- [Document extract]
## Begin
Duncan Elphinstone Cooper (c. 1813 – 22 November 1904) was an Indian-born Australian cricketer who played for Victoria. He was born in Bengal, India and died in Paddington.

He was the son of Major General George Cooper (1777–1847) and his first wife Jane née Munn (1778–1823).

In 1841 Cooper travelled from London to Australia with George and Harry Thompson, brothers who were to become his partners as squatters and sheep farmers near Fiery Creek, Raglan. In his spare time Duncan painted landscapes of the surrounding area which were later gathered together and published as The Challicum Sketch Book. In 1849 he occupied the Warrapinjoe run, adjacent to the Thomson brothers' run, with an extent of 14,052 acres.

Cooper made a single first-class appearance for the Victorian cricket team, during the 1850–51 season, against Tasmania. This match was the first ever first-class cricket match in Australia. Cooper opened the batting, and thus faced the first ball in Australian first-class cricket. He scored four runs in the first innings, and a duck in the second.
## End
- [Task directions]
Update the stretch of the Duncan Elphinstone Cooper text from "He was the son" through "in the second." by putting "graziers" in place of "sheep farmers", and write out the revised passage.

(Location annotation dataset excerpts)
## Begin
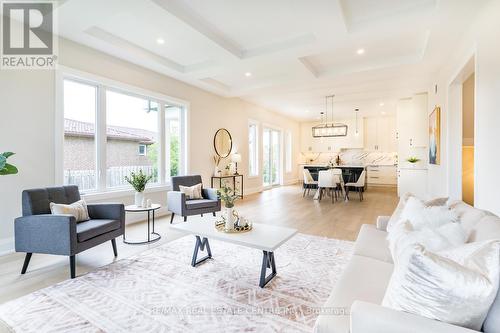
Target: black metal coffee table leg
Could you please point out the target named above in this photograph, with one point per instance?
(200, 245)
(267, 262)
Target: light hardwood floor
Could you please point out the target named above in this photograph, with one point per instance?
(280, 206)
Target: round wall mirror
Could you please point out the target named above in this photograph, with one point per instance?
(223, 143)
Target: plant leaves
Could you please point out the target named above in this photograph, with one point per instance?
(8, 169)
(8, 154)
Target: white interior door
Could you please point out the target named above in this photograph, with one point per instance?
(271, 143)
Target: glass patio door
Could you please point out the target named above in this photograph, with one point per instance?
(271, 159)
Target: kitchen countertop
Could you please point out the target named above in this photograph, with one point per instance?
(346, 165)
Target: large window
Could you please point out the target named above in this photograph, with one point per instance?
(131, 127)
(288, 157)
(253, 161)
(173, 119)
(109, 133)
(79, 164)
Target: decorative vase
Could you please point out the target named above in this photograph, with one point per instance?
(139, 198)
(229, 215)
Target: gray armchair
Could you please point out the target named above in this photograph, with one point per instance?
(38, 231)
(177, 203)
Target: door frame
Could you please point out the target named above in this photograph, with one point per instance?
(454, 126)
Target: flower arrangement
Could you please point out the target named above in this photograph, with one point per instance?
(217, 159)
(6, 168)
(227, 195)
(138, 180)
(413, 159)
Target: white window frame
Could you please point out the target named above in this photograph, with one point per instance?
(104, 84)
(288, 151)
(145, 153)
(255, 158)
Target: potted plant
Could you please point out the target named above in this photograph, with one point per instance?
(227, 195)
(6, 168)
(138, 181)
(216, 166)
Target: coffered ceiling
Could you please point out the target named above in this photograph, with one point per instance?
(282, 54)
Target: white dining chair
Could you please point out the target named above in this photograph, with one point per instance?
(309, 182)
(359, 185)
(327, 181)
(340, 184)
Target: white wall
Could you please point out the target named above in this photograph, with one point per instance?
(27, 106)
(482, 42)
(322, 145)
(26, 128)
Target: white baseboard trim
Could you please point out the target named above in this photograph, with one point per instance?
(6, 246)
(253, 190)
## End
- [Task answer]
He was the son of Major General George Cooper (1777–1847) and his first wife Jane née Munn (1778–1823).

In 1841 Cooper travelled from London to Australia with George and Harry Thompson, brothers who were to become his partners as squatters and graziers near Fiery Creek, Raglan. In his spare time Duncan painted landscapes of the surrounding area which were later gathered together and published as The Challicum Sketch Book. In 1849 he occupied the Warrapinjoe run, adjacent to the Thomson brothers' run, with an extent of 14,052 acres.

Cooper made a single first-class appearance for the Victorian cricket team, during the 1850–51 season, against Tasmania. This match was the first ever first-class cricket match in Australia. Cooper opened the batting, and thus faced the first ball in Australian first-class cricket. He scored four runs in the first innings, and a duck in the second.